In the listing below, copy the lines from the one containing "Mark the small" through the one containing "point(1088, 374)", replacing "unit" with "section" and leaving everything else unchanged. Give only those lines.

%%

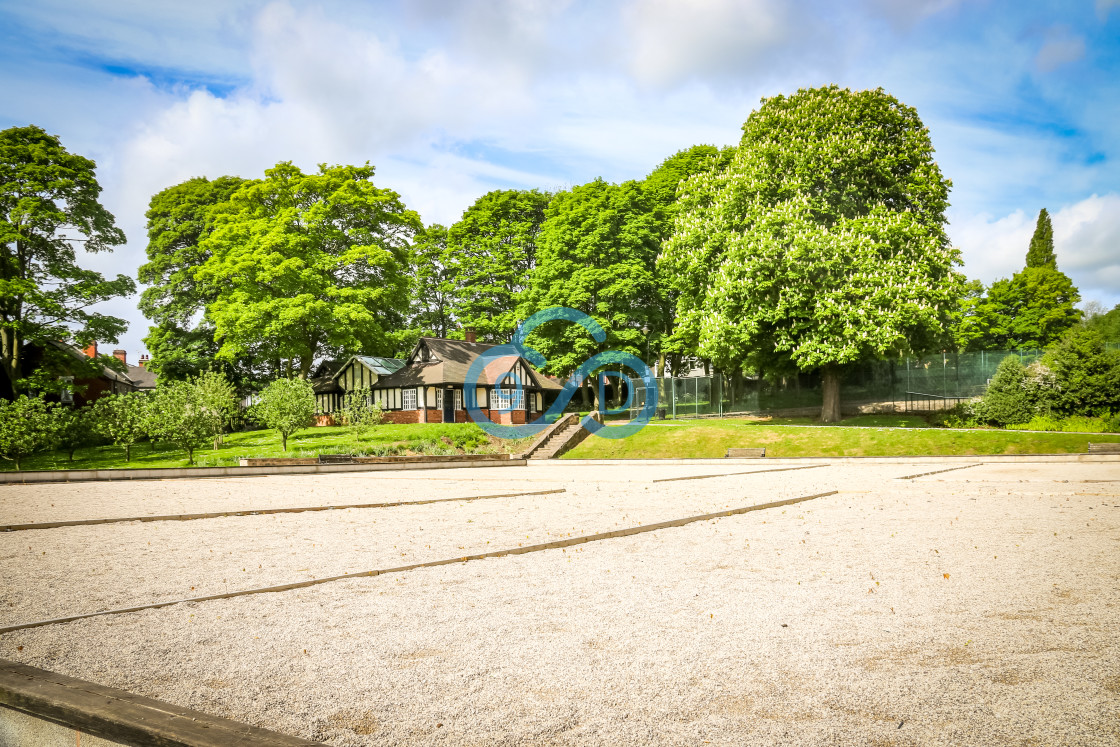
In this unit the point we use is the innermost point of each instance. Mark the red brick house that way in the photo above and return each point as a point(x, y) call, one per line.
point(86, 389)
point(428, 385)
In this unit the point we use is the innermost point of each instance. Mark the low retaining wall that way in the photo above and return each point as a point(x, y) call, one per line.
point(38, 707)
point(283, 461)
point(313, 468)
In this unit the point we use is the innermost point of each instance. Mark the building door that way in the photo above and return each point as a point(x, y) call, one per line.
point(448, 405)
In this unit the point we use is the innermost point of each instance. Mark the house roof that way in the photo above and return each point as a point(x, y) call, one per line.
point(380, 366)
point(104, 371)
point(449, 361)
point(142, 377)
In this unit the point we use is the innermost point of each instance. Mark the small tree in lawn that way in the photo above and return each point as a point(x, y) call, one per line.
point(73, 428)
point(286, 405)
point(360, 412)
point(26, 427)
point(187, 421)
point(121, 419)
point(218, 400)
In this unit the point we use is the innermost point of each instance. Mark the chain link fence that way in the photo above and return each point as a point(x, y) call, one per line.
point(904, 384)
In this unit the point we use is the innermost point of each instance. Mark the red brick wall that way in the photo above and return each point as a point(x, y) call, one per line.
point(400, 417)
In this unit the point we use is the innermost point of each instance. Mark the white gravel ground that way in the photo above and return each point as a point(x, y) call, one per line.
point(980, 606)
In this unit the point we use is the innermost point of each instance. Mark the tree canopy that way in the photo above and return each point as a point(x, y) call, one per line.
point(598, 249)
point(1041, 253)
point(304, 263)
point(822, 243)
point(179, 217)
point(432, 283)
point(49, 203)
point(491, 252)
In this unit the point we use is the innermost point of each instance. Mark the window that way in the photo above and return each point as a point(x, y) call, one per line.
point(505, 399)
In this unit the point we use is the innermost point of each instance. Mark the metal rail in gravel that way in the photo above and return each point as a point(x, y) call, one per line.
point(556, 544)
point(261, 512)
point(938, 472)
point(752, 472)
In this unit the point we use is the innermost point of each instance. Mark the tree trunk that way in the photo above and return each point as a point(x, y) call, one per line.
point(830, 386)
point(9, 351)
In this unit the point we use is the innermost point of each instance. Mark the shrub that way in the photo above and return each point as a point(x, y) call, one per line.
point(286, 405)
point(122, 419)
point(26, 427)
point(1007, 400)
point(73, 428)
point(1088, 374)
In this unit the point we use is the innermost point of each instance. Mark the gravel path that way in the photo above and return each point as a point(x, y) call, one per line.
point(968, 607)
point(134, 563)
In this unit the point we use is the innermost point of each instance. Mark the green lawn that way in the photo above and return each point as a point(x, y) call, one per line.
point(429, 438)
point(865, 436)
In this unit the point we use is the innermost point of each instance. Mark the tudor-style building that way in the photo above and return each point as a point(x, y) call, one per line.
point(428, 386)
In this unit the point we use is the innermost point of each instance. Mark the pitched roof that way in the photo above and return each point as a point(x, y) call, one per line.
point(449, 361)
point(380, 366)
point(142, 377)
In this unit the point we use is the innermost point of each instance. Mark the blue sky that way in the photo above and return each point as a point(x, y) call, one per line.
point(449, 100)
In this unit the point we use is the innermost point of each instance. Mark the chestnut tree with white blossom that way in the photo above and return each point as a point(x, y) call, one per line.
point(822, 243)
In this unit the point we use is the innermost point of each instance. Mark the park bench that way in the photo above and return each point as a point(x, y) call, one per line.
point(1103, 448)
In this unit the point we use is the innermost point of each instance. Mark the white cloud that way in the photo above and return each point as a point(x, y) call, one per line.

%%

RESPONSE TO THIS EXERCISE —
In this section the point we use is the innermost point of each instance. Mark the small tree in lawn that way in the photo above and return each point as a point(x, y) call, one per line.
point(73, 428)
point(286, 405)
point(360, 412)
point(26, 427)
point(187, 421)
point(121, 419)
point(218, 400)
In this section the point we use is the innermost point of each instance. Mark the chain link fence that way in the photo above and return each point as a point(x, y) call, one per line.
point(904, 384)
In this section the point we use is the innermost point of each instance. Mark the red brick wall that way in the photo above and return each point as a point(x, y) call, one per line.
point(400, 417)
In this section the point we use is the innermost point of each instance. Mark the white gravel ground that way in the photo above and return each point as a point(x, y) call, one per line.
point(980, 606)
In this section the point we use is the innermost point of each instance. Mark the tree canopy that way in the photo above and return each point as a point(x, y) call, one per line.
point(598, 249)
point(1041, 253)
point(304, 263)
point(822, 243)
point(179, 217)
point(432, 283)
point(49, 203)
point(491, 252)
In this section the point we use is the innermost point of each instance. Mark the window that way in the photo above and return each point as a point(x, y) call, one per line.
point(505, 399)
In this section the point we use is the innermost point of each instance. Mark the metal rail in gravel that way in the photo above and return each point as a point(x, y) call, one per line.
point(556, 544)
point(261, 512)
point(938, 472)
point(752, 472)
In this section the point we use is the innermost point of each instance. Mark the tree trunk that way in the photo above and return each point as a point(x, y) call, one per line.
point(830, 386)
point(9, 351)
In this section the point we use is the innermost point of each instance. Mark the shrub that way in the photo above and return each point as a point(x, y) call, one per line.
point(286, 405)
point(122, 419)
point(26, 427)
point(1007, 400)
point(73, 428)
point(1088, 374)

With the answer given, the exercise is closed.